Output the material below in its entirety, exactly as given.

-- START OF DATA PROVIDED --

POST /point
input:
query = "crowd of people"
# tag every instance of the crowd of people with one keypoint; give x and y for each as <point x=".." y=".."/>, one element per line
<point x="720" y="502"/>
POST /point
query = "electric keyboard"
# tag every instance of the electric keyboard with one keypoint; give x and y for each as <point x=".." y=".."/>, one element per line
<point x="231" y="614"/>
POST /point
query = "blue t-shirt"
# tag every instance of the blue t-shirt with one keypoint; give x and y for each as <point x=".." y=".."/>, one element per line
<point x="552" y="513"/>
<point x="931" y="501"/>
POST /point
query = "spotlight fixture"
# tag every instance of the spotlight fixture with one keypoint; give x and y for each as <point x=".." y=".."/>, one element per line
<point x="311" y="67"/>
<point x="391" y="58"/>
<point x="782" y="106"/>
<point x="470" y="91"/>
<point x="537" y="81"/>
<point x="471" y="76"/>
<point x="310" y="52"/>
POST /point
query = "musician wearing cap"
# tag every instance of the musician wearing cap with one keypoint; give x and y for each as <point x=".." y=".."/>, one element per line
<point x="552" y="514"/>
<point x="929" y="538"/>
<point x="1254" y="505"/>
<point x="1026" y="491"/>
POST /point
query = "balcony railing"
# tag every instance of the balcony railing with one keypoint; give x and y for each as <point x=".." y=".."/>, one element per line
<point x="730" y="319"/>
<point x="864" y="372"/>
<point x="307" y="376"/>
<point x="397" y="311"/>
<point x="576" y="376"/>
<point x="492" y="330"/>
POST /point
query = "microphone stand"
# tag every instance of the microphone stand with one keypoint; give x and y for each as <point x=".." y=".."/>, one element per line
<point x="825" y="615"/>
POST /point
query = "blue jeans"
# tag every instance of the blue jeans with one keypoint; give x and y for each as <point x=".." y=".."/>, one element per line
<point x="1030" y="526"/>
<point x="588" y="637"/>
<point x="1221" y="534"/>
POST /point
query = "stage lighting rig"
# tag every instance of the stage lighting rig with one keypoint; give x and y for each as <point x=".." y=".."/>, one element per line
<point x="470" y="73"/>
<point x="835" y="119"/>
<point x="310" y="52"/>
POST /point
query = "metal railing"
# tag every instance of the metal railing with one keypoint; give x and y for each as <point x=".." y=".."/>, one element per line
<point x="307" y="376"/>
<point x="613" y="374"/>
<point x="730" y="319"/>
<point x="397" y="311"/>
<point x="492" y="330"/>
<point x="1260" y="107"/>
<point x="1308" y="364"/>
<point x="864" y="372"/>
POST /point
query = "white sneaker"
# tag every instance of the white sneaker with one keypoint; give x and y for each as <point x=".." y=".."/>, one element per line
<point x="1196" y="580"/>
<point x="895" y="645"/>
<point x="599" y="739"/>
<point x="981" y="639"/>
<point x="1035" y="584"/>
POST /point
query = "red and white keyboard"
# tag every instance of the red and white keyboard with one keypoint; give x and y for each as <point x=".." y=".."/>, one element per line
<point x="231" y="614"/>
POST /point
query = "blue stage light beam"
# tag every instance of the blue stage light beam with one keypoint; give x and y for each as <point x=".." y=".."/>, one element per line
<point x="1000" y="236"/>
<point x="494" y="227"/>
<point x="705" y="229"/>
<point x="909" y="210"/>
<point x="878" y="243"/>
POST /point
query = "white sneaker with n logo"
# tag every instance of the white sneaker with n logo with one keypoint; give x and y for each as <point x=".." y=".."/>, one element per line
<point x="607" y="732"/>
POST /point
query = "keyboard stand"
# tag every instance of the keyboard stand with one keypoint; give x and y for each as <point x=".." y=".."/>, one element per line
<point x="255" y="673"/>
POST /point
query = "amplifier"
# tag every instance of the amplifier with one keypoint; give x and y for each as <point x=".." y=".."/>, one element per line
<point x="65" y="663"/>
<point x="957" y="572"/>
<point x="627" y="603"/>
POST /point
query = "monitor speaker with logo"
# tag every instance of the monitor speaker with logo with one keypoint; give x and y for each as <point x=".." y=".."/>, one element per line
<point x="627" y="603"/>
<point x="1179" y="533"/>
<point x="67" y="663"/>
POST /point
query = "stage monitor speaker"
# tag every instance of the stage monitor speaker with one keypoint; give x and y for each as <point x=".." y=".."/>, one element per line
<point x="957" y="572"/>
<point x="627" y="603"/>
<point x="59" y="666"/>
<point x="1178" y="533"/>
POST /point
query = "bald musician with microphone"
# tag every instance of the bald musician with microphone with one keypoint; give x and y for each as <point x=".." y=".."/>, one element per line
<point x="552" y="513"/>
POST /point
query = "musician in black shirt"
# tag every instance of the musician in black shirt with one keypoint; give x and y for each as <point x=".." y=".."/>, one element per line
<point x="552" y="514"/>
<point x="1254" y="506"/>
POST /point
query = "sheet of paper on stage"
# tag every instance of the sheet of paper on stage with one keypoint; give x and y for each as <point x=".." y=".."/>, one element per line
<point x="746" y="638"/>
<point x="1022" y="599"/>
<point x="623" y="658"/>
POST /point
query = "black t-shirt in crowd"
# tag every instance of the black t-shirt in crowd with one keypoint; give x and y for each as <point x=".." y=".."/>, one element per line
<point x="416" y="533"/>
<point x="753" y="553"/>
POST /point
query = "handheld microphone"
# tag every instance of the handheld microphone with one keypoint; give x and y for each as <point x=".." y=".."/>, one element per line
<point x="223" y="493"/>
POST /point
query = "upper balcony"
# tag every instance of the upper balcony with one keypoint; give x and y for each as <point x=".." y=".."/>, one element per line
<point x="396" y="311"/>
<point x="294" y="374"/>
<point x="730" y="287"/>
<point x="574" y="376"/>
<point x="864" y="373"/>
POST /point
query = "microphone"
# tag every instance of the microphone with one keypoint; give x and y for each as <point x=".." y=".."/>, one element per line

-- END OF DATA PROVIDED --

THE REPLY
POST /point
input:
query = "crowd of people"
# tag every instance of the crowd of people with one keypoint; give x and y for each as <point x=".." y=".."/>, one element per line
<point x="720" y="502"/>
POST /point
query = "electric keyboard"
# tag every instance of the electric keyboard with one keypoint; give x and y for each as <point x=".." y=".."/>, one element per line
<point x="231" y="614"/>
POST /point
query = "blue t-shirt"
# tag every instance of the blue t-shirt with one keypoint; give x and y for each as <point x=".." y=".."/>, one element per line
<point x="552" y="513"/>
<point x="931" y="501"/>
POST /point
query = "spotlight fixture"
# tag every instance of the spotlight fixture with one keypoint; give x and y for each as <point x=".." y=".."/>, one element per line
<point x="311" y="67"/>
<point x="391" y="58"/>
<point x="782" y="106"/>
<point x="470" y="91"/>
<point x="537" y="81"/>
<point x="471" y="76"/>
<point x="310" y="52"/>
POST /point
query = "musician wearing cap"
# tag every instance of the musician wearing cap with one keypoint; give x and y for each as <point x=".." y=".."/>, one element per line
<point x="552" y="514"/>
<point x="929" y="538"/>
<point x="1254" y="505"/>
<point x="1026" y="491"/>
POST /point
query = "balcony railing"
# tag every instance of the balcony railing with one keypoint; give x and y for each as <point x=".." y=".."/>, one element per line
<point x="730" y="319"/>
<point x="864" y="372"/>
<point x="307" y="376"/>
<point x="397" y="311"/>
<point x="576" y="376"/>
<point x="492" y="330"/>
POST /point
query = "microphone stand"
# tag every instance of the microphone stand with one keypoint; give x and y for each as <point x=".." y=".."/>, one element per line
<point x="825" y="615"/>
POST /point
query = "blue jeans"
# tag every instance of the blue jeans with one keypoint; give x and y for each as <point x=".." y=".."/>, one element per line
<point x="1030" y="526"/>
<point x="588" y="637"/>
<point x="1221" y="534"/>
POST /point
query = "stage lighting rig"
# tag every instance of the stage lighting rig with one keypoint; give x and y for each as <point x=".." y=".."/>, one element per line
<point x="470" y="73"/>
<point x="835" y="119"/>
<point x="310" y="52"/>
POST /point
query = "metal railing"
# tag every instance of the metal railing with one keypoint; give x and y for each as <point x=".." y=".."/>, one element per line
<point x="307" y="376"/>
<point x="613" y="374"/>
<point x="730" y="319"/>
<point x="397" y="311"/>
<point x="492" y="330"/>
<point x="1260" y="107"/>
<point x="1308" y="364"/>
<point x="864" y="372"/>
POST /point
query = "white sneaker"
# tag every instance of the white sneaker with one keypoint; give x and y for each as <point x=".." y=".."/>, one element per line
<point x="1196" y="580"/>
<point x="895" y="645"/>
<point x="599" y="739"/>
<point x="981" y="639"/>
<point x="1035" y="584"/>
POST /point
query = "red and white keyboard"
# tag every instance of the red and white keyboard with one keypoint; give x and y for each as <point x=".." y=".."/>, one element per line
<point x="231" y="614"/>
POST /point
query = "blue stage light beam"
# tag every instance of the blue stage light beam with one keypoint; give x and y for each as <point x=".." y=".."/>, one element per line
<point x="1000" y="236"/>
<point x="494" y="227"/>
<point x="705" y="229"/>
<point x="909" y="210"/>
<point x="878" y="243"/>
POST /point
query = "white sneaker with n logo"
# tag every instance of the white sneaker with n logo with one keypoint; give x and y for each as <point x=".." y=".."/>, one element per line
<point x="607" y="732"/>
POST /point
query = "keyboard stand"
# tag every instance of the keyboard stand with one keypoint; give x and y for each as <point x=".." y=".."/>, one element per line
<point x="255" y="673"/>
POST /point
query = "amplifier"
# tag every instance of the amplifier with one keypoint; give x and y for each as <point x=".." y=".."/>, one element per line
<point x="65" y="663"/>
<point x="957" y="572"/>
<point x="627" y="603"/>
POST /point
query = "monitor speaker with logo"
# tag every instance of the monitor speaker with logo with one keypoint; give x and y for each as <point x=".." y=".."/>, one element per line
<point x="627" y="603"/>
<point x="1179" y="533"/>
<point x="67" y="663"/>
POST /point
query = "stage monitor speaker"
# tag every instance of the stage monitor speaker with one keypoint; give x and y for each as <point x=".." y=".."/>, one element per line
<point x="957" y="572"/>
<point x="627" y="603"/>
<point x="59" y="666"/>
<point x="1178" y="533"/>
POST /point
query = "bald musician with microphone"
# tag every instance of the bald musician with microphone with one keypoint; give x and y for each as <point x=".." y=".."/>, one element per line
<point x="552" y="513"/>
POST /point
query = "musician in black shirt"
# tag every instance of the musician in black shirt with one keypoint; give x and y for each as <point x=".." y=".."/>, one element per line
<point x="552" y="514"/>
<point x="1254" y="506"/>
POST /point
query = "sheet of paper on stage"
# tag every instance of the sheet of paper on stage with one keypoint; give x and y for each as <point x=".." y=".."/>, one element per line
<point x="746" y="638"/>
<point x="1022" y="599"/>
<point x="623" y="658"/>
POST /point
query = "black t-shirt in crowd"
# tag every instance of the black t-shirt in crowd with one keypoint; give x and y for each as <point x=".." y=".."/>, one element per line
<point x="416" y="533"/>
<point x="753" y="553"/>
POST /point
query = "handheld microphone"
# tag every instance of the handheld microphone with one keypoint; give x and y for each as <point x=".." y=".."/>, one element per line
<point x="223" y="493"/>
POST /point
query = "upper balcony"
# tag every instance of the upper balcony with one keypoint; give x and y for each as <point x=".." y=".."/>, one element per line
<point x="396" y="311"/>
<point x="294" y="374"/>
<point x="730" y="287"/>
<point x="574" y="376"/>
<point x="864" y="373"/>
POST /point
query = "microphone"
# tag every instance of the microphone with one keypoint; give x and y for each as <point x=".." y=".."/>, one element per line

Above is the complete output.